**Fragmento seleccionado**
━━━━━━━━━━

Una de las consecuencias lógicas de documentarse antes de preguntar —ver todas las películas, leer todos los libros, escuchar todas las canciones, rebuscar entre las entrevistas más antiguas— es que aprendes a evitar las preguntas que ya están hechas y tratas de hacer la siguiente. Cuando se puede. Pero lo mejor de preparar a fondo las entrevistas es que vences prejuicios. Tras leer sus libros, llegué a entrevistar a Jacobo Siruela convencida de que era un sabio. Y dejé al conde de Siruela envidiando su ligereza. O mejor dicho, nos dejó él. La fotógrafa, el cámara y yo nos quedamos en su casa del campo salmantino y él partió. Se fue a comer. Sandra Hochman quiso que me quedara a dormir en su piso de la 86 de Nueva York. Le prometí que volvería al día siguiente. Y lo hice.
Algunos entrevistados ofrecen agua. Casi todos, no todos, café o té. Y alguno ha invitado a gin-tonic. Solo uno me dejó la cuenta por pagar. Era el arquitecto más rico de los que he entrevistado jamás. Mary Karr había cocinado scones. Y cuando terminamos, le llevó los que habían sobrado al vigilante del edificio. También en Manhattan, el oncólogo Siddhartha Mukherjee, que ganó el Pulitzer escribiendo la historia del cáncer, no se dio cuenta de que estaba completamente empapada por la lluvia, literalmente goteando, hasta que terminé la entrevista. Estaba preocupado porque tenía que bajar constantemente a poner monedas en el parquímetro. Cuando al terminar me preguntó si me podía ofrecer algo, le pedí una toalla.

━━━━━━━━━━

**Consigna**
Escribe la continuación del texto sobre las entrevistas y los entrevistados a partir de su última oración.

━━━━━━━━━━

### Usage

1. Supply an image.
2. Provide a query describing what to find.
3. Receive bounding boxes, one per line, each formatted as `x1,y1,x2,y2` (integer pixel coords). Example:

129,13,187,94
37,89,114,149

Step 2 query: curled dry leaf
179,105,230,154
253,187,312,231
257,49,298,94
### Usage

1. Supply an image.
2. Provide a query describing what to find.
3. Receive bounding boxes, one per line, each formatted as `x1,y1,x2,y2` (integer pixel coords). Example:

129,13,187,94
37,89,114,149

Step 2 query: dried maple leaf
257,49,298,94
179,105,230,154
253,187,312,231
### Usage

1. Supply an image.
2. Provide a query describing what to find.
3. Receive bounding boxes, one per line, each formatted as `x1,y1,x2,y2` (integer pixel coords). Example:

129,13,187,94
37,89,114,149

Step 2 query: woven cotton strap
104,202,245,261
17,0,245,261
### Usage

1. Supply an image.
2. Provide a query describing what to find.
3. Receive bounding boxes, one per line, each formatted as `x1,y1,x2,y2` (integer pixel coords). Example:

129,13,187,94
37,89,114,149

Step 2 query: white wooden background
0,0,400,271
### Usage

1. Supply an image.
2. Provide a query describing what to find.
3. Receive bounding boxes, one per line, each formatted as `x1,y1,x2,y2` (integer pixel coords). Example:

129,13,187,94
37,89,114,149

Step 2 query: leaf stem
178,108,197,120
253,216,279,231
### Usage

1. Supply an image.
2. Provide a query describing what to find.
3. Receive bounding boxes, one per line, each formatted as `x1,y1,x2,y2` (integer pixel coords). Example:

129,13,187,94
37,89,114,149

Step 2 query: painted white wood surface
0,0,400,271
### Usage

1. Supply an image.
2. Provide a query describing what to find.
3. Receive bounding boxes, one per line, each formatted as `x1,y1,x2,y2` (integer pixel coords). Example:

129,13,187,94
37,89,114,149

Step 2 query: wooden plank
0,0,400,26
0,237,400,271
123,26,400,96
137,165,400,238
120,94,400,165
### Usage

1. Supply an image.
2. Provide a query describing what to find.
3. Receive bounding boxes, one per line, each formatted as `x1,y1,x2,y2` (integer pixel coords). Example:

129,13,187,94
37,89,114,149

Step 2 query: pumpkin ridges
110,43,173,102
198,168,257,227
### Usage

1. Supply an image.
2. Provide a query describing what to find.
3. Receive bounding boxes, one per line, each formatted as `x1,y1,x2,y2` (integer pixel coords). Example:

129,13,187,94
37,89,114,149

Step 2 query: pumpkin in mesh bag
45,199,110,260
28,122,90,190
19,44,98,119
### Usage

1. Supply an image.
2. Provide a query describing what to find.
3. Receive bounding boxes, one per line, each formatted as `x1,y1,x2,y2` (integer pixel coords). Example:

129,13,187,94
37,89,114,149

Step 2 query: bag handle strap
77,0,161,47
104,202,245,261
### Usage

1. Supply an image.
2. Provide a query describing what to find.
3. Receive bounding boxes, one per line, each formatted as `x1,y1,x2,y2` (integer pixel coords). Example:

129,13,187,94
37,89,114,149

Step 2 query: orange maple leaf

━━━━━━━━━━

**Resultado de la tarea**
En estos años, he pensado más en el lector que en los entrevistados. He sacrificado una buena pregunta si la respuesta no aportaba. He vencido mi temor a incomodar. También a empatizar. Cuando escuchas a alguien como Miren Arzalluz contar que se pone la ropa de su padre muerto, automáticamente recuerdas la del tuyo, treinta años en el armario. O piensas en los camisones de tu madre con los que duermes. Entonces, por concentrada que estés, se te va la cabeza un segundo, pero vuelves a la vida justamente reconectando la escucha. He encontrado a personas capaces de entender que una pregunta incómoda es una oportunidad para explicarse. Eso es lo que busco como entrevistadora: entender una vida, el hilo de plata del que hablaba Agnes Martin, que invita a tirar de él y termina por explicar la historia.
Si empecé las entrevistas forzando las preguntas en un taxi, sé que hoy no lo haría. He aprendido que la paciencia da mejores frutos que la urgencia. Quería decirlo por si alguien puede ahorrarse los nervios, los miedos, las prisas y disfrutar del aprendizaje que es hacer hablar a otro.